EXTRACT PROVIDED Block Start

So I've been thinking a lot, lately, about self-image and body-image, and how we perceive these things and how horribly fucked our social perceptions of these things are. Exhibit A: me. I'm five foot three, weigh 123 pounds, and wear a size six. Ninety percent of the time, when I look at my body, my immediate gut-level reaction is "That is disgusting, what in the hell do you think you are doing, you are a disgusting and ugly mess and no one wants to see that." I am getting better at drowning out that gut-level reaction voice, and have gotten super adept at picking on very small specific parts of my body to be okay with (topping my list is "you know what, I totally have a great rack." Which is not actually a small specific part of my body, but. XD)
Over the last few months I've picked up a lot of consistent reading in the feminist blogosphere-stuff that I read on a daily basis includes Shakesville and Shapely Prose-and as part of reading that I've become more aware of-or at least, more able to identify and put into words-the ways in which the constant social message is you are never good enough. I am not thin enough. I am not pretty enough. My breasts are not big enough. My thighs are too jiggly. My smile is the ugliest thing known to mankind. My eyelashes aren't thick enough, for God's sake. Those hips are six miles wide, how dare I show them in public. My hair does the stupid dandelion-poof thing when I look at it wrong. There are six million products I can buy or try, thousands of "little beauty secrets" to "fix" everything that's "wrong" with me.

EXTRACT PROVIDED Block End

◆ BRIEF A ◆
In the passage on body image, condense the paragraph beginning "Over the last few months" into a short bulleted list that keeps its main facts.
◆ BRIEF B ◆
What height, weight and clothing size does the writer give in the passage on body image?
◆ BRIEF C ◆
Pick up the passage on body image after its final sentence and continue it.

INFORMATION PROVIDED Block Start

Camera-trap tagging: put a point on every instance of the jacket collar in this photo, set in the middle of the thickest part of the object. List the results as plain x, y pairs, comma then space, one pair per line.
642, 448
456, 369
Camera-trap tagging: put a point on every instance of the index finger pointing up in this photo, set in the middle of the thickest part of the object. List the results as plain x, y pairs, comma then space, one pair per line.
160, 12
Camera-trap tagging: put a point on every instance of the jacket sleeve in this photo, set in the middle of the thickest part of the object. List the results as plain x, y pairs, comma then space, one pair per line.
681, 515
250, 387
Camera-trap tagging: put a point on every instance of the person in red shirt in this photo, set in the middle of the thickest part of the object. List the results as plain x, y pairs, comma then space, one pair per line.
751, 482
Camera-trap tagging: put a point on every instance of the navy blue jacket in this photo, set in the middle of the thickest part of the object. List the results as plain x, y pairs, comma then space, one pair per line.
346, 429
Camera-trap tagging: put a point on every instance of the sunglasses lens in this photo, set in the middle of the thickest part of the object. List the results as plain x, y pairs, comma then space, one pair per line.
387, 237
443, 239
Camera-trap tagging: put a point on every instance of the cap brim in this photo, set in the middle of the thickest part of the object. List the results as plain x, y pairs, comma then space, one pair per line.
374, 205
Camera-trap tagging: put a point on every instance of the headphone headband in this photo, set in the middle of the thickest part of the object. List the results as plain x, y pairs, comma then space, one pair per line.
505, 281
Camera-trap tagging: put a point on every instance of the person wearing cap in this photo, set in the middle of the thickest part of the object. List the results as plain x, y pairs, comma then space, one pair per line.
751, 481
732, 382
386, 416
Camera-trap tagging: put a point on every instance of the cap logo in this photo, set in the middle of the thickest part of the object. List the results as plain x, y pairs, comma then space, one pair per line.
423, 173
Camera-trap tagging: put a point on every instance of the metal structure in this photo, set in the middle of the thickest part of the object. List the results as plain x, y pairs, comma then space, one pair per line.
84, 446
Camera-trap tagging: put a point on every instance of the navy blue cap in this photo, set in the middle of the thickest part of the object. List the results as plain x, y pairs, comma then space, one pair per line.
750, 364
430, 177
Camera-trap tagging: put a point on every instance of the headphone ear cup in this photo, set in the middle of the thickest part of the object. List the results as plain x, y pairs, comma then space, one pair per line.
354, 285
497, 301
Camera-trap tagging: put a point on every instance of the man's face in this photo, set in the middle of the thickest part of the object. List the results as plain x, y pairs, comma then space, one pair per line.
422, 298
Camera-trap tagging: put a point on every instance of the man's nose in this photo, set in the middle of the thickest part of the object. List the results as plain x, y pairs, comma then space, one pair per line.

INFORMATION PROVIDED Block End

◆ RESULT A ◆
- For the last few months, the writer has read feminist blogs daily, including Shakesville and Shapely Prose.
- This reading has made the writer more aware of the constant social message "you are never good enough," and better able to put it into words.
- That message names many supposed flaws: not thin or pretty enough, breasts too small, jiggly thighs, an ugly smile, thin eyelashes, wide hips and frizzy hair.
- Millions of products and thousands of "little beauty secrets" are offered to "fix" these supposed flaws.

◆ RESULT B ◆
Five foot three, 123 pounds and a size six.

◆ RESULT C ◆
But here's the thing. I could use all those products, and they could all work exactly as advertised, and I could be the perfect woman. Except for how I wouldn't be, because I'd still be lazy, still not be the next Julia Child, still not be CEO of a Fortune 50 company, still would not have children which we all know is the greatest possible failing any uterus can commit and seriously, that biological clock is ticking GET ON THAT SHIT you are GETTING OLD, Miss Not-Yet-Thirty, and you have failed life, the universe, and everything by not being the perfect supermom who's also smoking hot and blah blah blah.
So hey, guess what. I'm twenty-seven. I've still got fifty plus years to kick around here, assuming medical technology continues to improve and I don't do anything stupid and nobody else decides to be an asshole and kill me or something. So why is it I'm supposed to have all this shit figured out already?
I'm trying to put into words the way in which I find the priorities of American society so wrong and broken, and I'm having a hard time with it. The best I can come up with is: when your society is built on the enforcement of being discontent, rather than being built on encouragement of contentment, you are doing nothing but hamstringing yourself repeatedly.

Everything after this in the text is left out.